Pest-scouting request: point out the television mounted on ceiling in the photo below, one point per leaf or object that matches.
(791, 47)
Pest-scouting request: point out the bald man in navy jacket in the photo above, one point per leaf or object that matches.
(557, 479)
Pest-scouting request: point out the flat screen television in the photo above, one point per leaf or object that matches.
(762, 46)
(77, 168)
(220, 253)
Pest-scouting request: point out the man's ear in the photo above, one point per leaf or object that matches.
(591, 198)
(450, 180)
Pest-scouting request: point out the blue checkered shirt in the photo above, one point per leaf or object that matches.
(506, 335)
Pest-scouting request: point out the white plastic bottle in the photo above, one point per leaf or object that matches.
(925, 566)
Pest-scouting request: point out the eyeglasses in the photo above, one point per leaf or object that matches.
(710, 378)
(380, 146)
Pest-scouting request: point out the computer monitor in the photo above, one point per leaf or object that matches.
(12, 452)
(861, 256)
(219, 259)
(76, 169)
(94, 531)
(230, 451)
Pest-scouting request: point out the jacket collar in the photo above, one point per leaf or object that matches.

* * *

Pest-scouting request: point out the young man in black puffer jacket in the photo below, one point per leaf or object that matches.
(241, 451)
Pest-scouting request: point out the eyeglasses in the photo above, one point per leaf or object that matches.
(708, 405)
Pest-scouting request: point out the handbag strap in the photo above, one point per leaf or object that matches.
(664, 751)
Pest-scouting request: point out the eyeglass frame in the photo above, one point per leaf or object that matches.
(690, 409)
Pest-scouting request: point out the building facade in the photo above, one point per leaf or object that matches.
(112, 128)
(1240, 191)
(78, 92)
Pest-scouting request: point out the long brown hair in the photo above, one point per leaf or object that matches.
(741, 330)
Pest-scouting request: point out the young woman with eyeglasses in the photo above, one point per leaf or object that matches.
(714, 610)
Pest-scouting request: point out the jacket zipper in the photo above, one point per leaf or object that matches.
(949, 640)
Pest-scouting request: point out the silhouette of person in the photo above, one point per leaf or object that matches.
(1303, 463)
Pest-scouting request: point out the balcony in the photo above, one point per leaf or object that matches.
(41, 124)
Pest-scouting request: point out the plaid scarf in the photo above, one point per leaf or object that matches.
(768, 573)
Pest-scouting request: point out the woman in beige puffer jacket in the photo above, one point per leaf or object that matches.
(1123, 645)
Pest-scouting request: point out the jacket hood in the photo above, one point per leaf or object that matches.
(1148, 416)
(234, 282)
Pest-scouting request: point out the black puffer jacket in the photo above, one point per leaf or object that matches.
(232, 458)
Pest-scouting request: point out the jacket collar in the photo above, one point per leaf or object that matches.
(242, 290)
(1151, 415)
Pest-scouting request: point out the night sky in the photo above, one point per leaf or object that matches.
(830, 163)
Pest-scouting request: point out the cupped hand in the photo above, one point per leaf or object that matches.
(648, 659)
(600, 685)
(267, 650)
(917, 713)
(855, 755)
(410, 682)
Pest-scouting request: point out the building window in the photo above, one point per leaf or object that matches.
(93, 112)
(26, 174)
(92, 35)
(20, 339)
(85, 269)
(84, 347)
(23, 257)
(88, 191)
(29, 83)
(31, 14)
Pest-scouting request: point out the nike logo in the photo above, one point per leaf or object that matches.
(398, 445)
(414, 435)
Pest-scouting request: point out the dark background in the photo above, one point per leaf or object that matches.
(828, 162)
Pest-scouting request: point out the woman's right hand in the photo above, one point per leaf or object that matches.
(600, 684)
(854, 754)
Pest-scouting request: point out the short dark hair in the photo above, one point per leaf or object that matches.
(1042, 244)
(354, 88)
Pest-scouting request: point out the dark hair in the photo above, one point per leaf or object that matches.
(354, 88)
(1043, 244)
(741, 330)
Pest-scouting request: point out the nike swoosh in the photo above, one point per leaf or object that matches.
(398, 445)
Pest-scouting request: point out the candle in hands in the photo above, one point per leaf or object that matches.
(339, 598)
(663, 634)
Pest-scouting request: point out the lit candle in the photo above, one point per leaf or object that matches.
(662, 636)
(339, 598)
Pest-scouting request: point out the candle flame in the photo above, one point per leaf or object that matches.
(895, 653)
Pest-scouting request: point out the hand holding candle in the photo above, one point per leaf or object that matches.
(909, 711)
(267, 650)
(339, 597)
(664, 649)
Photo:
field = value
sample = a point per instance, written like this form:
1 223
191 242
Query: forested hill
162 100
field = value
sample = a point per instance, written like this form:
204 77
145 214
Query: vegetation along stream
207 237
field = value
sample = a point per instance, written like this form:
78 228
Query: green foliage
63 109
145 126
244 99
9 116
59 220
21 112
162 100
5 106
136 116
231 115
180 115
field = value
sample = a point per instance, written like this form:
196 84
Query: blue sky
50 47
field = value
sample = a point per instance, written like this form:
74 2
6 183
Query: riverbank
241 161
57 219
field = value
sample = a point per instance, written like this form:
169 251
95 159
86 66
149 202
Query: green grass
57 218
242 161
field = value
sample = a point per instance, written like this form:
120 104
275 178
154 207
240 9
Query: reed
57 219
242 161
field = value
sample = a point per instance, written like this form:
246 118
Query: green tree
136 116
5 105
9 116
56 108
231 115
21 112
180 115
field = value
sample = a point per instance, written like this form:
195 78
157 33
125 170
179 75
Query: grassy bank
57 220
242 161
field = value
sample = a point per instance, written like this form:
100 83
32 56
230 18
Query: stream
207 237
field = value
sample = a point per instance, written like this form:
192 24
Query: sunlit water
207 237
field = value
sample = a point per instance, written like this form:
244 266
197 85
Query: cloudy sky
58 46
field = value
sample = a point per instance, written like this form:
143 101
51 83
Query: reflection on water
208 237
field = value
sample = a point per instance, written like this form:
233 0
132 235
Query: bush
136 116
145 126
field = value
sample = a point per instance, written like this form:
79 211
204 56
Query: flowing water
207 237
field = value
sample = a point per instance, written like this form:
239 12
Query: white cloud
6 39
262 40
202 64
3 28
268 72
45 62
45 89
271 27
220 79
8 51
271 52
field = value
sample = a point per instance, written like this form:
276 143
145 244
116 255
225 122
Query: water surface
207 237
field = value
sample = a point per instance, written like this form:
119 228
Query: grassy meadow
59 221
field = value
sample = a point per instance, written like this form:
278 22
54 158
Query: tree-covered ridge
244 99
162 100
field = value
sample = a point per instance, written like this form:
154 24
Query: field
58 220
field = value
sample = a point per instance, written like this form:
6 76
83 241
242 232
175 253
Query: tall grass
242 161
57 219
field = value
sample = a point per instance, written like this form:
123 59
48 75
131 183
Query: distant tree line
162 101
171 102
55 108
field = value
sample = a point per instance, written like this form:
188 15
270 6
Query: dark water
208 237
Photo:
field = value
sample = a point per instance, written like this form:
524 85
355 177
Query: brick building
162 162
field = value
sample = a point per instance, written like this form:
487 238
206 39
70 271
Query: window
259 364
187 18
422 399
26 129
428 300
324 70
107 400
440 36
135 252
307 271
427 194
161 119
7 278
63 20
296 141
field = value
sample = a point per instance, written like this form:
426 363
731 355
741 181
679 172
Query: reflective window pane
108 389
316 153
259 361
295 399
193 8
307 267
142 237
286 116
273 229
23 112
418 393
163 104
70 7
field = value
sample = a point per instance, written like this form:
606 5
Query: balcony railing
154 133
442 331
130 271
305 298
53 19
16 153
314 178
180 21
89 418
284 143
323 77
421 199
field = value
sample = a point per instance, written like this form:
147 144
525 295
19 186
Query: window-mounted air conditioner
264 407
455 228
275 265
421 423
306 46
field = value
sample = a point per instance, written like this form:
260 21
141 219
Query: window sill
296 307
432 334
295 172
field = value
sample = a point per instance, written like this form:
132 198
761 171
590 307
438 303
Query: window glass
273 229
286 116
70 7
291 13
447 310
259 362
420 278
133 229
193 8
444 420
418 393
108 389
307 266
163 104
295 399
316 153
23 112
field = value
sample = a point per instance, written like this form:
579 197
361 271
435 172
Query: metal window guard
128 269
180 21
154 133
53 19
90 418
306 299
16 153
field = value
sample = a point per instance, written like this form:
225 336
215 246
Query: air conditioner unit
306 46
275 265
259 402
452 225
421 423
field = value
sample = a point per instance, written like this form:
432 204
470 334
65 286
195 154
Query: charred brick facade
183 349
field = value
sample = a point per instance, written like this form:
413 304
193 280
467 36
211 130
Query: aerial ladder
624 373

* * *

* [WHAT IS EXPECTED]:
Echo the lines starting at the one containing "Pest-scouting request: point out the building facade" and ending at the one containing "(1123, 645)", both endpoints included.

* [COMPLETED EXERCISE]:
Pest-scouting request: point out the building facade in the photo above, one point per leaf or object that matches.
(112, 128)
(1240, 191)
(78, 92)
Pest-scouting request: point out the long brown hair in the photo above, one point per leaf or object that matches.
(741, 330)
Pest-scouting request: point out the young woman with eyeglasses in the photo above, one point per leaf or object that matches.
(714, 610)
Pest-scouting request: point out the jacket zipper in the photo above, one point per leaf or object that matches.
(949, 640)
Pest-scouting request: point out the silhouette of person in the photo above, one point per leaf or object that matches.
(1303, 463)
Pest-scouting request: point out the balcony in the photo above, one point per leaf or object that matches.
(41, 124)
Pest-scouting request: point out the plaid scarf in the photo above, one point per leaf or object that matches.
(768, 573)
Pest-scouting request: point out the woman in beige puffer jacket in the photo above, one point per leaf or object that matches.
(1123, 645)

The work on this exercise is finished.